Instructions to follow
In the entries below, count the lines that include the word "mask" and reply with the number alone.

__________

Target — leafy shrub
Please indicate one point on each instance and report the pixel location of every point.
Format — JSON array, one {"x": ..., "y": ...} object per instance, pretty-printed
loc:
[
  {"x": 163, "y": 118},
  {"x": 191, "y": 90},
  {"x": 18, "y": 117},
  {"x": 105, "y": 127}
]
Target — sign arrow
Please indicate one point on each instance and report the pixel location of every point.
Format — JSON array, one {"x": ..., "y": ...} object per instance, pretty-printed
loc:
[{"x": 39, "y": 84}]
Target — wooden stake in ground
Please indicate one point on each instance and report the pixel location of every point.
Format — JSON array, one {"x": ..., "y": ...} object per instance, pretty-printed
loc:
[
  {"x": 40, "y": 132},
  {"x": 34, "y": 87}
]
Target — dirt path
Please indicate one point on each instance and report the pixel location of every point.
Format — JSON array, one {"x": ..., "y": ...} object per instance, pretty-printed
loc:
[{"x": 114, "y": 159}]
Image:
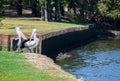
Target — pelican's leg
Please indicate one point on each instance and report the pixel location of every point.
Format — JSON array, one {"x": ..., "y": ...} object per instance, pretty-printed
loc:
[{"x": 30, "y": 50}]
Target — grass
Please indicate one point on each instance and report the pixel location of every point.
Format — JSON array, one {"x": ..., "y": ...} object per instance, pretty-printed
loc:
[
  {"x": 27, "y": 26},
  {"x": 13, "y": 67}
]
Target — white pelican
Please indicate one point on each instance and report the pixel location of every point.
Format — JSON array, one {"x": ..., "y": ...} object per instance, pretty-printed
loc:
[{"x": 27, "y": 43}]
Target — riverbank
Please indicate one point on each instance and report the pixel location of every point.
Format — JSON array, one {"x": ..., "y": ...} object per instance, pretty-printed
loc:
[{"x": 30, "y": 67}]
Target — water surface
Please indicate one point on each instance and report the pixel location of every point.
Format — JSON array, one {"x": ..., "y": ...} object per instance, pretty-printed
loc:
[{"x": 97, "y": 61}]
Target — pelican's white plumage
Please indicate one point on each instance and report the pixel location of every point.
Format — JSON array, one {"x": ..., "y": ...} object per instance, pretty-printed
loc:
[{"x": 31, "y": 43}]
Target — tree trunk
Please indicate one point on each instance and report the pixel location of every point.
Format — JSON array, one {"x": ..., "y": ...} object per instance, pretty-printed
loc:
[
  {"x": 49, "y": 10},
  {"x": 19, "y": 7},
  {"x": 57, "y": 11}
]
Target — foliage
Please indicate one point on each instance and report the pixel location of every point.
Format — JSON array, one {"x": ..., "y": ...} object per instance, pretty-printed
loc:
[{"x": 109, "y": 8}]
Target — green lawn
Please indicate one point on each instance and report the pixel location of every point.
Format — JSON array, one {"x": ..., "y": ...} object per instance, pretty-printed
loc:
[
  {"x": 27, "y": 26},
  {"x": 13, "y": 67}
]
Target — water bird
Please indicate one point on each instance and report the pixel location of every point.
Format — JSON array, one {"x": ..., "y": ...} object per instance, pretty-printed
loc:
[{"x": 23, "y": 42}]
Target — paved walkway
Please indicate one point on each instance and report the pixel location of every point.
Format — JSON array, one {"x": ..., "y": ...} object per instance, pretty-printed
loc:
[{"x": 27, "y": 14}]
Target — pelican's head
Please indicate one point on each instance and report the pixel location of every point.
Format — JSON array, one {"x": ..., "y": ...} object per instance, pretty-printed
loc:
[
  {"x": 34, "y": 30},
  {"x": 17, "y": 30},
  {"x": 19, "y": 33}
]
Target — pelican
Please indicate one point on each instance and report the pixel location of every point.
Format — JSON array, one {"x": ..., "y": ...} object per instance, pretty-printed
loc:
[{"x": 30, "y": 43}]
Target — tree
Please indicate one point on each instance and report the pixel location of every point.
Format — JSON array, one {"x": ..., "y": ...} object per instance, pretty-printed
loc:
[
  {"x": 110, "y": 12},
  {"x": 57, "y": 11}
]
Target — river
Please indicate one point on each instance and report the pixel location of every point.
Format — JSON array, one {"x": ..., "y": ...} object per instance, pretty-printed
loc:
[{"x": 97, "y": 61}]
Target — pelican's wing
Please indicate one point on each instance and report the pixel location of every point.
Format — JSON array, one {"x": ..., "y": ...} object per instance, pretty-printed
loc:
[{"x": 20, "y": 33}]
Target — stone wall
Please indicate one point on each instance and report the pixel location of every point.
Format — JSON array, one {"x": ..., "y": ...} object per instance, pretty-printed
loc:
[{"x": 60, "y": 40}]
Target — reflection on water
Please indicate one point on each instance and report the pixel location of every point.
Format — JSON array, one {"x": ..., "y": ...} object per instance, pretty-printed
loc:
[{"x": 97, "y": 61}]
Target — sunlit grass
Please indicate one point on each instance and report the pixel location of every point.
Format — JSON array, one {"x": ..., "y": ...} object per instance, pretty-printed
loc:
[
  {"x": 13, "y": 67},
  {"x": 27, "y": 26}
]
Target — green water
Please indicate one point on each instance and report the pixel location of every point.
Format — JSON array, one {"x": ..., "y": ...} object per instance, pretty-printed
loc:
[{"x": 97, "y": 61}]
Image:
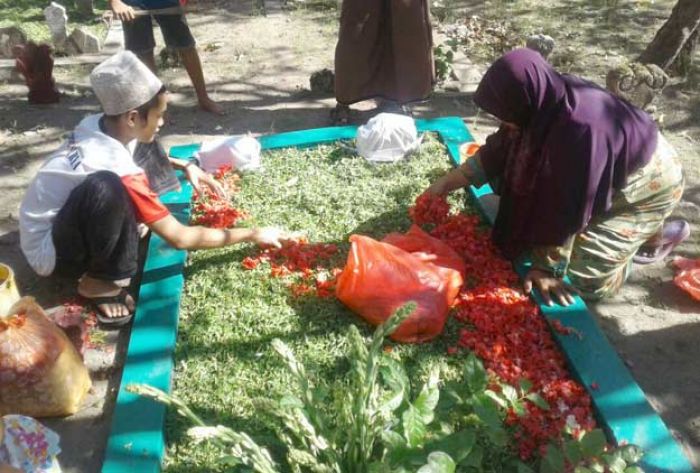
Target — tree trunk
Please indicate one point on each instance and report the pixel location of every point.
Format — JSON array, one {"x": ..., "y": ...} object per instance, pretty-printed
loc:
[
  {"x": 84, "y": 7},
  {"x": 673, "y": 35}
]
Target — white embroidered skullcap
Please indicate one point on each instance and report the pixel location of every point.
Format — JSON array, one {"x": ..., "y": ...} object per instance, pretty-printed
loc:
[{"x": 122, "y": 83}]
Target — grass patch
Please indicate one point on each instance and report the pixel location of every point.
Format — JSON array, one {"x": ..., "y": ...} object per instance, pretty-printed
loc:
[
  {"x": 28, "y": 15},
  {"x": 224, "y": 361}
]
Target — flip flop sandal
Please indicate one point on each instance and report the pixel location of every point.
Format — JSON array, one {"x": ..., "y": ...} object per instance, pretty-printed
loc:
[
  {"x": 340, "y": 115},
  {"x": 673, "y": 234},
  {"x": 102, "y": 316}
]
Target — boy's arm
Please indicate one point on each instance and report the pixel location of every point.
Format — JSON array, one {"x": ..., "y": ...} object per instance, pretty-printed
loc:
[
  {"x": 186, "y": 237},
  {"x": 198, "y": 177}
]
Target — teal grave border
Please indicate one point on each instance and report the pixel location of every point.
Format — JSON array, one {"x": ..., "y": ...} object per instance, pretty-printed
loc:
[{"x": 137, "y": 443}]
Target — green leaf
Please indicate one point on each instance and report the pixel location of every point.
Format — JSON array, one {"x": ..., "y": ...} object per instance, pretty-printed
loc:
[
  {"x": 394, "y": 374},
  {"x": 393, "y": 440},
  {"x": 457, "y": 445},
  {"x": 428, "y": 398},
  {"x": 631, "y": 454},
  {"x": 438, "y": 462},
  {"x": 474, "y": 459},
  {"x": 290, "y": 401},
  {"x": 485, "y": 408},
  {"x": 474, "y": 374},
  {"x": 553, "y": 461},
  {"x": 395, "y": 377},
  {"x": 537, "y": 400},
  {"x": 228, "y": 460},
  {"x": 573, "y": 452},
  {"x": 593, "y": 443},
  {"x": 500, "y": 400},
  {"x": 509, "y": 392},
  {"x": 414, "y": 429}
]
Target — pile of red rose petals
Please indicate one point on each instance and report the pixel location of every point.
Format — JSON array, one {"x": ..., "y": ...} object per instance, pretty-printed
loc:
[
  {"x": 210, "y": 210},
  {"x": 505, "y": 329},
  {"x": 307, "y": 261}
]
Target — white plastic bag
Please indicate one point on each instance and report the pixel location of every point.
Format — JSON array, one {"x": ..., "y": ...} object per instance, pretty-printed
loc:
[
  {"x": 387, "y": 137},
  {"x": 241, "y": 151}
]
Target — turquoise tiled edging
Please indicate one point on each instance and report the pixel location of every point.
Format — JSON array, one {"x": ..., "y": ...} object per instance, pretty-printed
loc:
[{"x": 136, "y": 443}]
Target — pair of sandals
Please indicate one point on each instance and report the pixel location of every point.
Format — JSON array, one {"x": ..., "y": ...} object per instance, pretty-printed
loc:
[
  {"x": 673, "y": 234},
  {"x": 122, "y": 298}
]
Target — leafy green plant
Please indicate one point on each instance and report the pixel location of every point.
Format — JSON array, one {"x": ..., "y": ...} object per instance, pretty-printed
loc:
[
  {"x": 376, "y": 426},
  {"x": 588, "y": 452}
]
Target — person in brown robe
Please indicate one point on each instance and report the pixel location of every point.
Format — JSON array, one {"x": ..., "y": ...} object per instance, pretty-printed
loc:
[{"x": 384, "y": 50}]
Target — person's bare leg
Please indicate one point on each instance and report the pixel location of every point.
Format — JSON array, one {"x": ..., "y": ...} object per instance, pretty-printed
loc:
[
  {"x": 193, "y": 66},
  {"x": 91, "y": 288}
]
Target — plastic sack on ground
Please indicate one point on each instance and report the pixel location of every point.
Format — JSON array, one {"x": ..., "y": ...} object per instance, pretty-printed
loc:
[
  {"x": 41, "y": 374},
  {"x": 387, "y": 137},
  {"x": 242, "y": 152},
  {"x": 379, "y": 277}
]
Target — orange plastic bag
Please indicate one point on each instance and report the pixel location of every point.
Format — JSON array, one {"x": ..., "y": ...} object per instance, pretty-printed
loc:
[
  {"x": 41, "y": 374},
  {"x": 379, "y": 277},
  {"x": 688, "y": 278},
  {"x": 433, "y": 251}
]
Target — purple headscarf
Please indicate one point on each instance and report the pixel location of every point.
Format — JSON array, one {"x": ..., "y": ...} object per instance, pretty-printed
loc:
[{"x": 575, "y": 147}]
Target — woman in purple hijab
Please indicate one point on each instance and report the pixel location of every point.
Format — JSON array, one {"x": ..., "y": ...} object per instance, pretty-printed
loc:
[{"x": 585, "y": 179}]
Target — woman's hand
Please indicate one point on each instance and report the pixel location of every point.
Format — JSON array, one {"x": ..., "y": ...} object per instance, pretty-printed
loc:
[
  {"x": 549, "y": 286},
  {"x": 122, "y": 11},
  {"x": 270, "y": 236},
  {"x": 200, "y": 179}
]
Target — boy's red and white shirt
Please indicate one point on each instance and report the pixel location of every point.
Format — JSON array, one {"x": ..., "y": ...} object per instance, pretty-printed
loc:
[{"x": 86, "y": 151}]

__________

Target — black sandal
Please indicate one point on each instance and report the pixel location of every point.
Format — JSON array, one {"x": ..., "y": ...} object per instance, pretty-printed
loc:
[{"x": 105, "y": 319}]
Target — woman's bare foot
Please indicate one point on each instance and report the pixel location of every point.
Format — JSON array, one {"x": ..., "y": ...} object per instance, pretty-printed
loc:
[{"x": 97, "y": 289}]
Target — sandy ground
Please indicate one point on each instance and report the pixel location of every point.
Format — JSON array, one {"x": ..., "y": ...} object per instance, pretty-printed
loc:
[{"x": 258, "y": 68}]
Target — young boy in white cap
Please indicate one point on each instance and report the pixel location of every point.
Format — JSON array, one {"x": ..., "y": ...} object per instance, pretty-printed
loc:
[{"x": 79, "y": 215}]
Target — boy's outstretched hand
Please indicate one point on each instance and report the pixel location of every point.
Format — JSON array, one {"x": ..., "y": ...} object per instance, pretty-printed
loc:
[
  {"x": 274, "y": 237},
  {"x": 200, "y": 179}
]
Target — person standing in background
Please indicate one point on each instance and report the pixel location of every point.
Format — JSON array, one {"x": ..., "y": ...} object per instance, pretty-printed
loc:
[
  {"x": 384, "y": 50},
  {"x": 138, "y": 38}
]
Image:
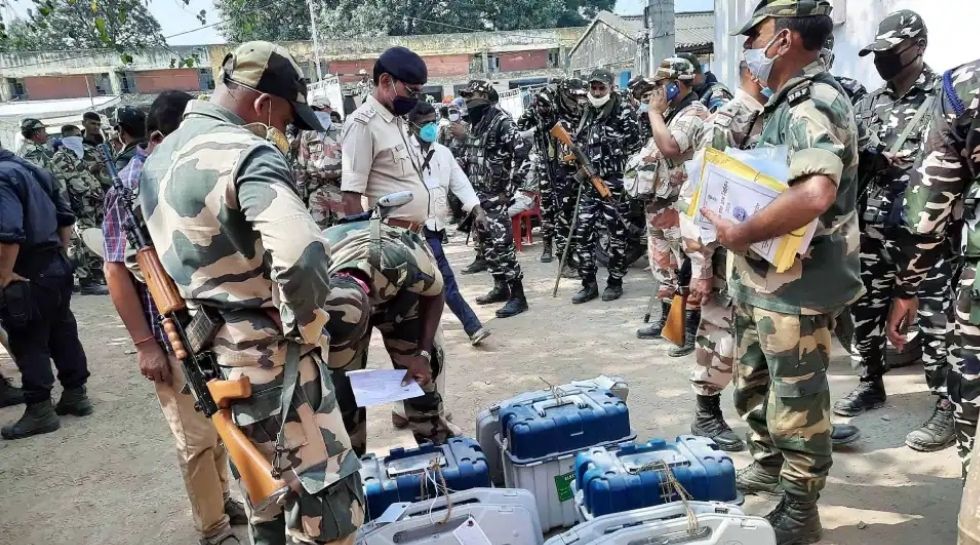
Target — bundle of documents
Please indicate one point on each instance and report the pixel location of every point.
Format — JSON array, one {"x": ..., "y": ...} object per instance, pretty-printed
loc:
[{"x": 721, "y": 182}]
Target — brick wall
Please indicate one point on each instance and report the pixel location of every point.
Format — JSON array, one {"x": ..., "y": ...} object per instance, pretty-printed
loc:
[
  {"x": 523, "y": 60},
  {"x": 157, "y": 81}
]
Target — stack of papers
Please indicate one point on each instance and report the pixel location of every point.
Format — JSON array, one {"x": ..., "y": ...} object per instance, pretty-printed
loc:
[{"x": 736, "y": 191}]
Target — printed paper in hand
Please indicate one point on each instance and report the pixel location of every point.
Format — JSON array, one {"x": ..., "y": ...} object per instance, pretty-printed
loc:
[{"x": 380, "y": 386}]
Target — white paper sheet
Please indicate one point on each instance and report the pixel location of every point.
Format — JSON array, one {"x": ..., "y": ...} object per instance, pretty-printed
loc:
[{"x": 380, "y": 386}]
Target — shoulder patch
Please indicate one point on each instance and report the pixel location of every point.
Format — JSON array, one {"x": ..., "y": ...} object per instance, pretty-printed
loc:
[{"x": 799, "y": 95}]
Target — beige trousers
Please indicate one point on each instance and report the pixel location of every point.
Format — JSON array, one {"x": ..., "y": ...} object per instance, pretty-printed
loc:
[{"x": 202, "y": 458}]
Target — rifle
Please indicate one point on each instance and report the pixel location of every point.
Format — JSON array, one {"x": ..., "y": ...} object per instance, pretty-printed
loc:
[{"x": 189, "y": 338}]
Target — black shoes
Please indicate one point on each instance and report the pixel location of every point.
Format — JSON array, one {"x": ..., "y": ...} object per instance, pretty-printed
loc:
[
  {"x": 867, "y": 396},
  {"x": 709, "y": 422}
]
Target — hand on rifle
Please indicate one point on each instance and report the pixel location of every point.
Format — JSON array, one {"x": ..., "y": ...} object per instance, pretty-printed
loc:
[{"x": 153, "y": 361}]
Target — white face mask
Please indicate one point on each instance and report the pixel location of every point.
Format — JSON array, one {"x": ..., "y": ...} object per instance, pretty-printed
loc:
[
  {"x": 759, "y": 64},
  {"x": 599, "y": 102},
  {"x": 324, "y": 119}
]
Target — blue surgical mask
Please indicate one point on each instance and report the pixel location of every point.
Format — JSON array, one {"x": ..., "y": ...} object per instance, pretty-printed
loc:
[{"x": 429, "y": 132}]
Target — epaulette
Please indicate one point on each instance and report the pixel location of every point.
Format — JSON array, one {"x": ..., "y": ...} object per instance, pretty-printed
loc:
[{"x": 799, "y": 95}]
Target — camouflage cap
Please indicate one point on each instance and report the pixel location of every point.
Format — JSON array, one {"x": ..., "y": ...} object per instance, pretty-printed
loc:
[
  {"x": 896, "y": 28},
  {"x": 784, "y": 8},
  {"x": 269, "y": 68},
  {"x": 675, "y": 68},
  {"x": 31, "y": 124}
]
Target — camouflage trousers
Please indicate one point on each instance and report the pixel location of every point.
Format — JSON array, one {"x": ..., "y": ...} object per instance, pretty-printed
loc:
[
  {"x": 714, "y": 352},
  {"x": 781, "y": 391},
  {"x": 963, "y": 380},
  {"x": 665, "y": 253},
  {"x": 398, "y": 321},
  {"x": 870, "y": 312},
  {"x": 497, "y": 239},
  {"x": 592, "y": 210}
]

__________

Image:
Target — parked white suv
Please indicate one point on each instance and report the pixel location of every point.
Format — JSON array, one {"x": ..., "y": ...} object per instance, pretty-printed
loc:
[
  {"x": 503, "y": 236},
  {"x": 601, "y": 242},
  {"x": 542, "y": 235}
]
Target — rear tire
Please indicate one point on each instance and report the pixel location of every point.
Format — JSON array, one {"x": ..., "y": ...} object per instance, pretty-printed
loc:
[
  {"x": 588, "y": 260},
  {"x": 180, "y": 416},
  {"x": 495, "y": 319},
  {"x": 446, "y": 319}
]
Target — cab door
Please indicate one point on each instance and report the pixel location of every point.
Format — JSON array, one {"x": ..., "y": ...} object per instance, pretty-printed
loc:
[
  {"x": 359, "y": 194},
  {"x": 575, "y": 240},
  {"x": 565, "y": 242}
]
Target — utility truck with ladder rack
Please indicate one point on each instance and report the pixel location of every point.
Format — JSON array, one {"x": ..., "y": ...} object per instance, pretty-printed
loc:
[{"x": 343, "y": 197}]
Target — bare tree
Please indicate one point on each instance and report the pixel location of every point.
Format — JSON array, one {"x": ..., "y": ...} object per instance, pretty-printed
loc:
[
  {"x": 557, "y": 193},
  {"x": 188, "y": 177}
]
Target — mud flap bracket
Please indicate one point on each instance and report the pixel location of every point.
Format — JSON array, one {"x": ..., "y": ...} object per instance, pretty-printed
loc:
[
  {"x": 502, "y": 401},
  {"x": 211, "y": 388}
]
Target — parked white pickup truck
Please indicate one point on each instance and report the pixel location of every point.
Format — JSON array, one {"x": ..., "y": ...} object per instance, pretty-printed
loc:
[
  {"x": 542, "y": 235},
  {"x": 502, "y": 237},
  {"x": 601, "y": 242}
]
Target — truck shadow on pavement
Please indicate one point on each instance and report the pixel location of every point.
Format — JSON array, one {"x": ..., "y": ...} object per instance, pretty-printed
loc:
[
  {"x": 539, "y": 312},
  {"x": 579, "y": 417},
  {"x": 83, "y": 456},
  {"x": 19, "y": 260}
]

__________

Expected answer
2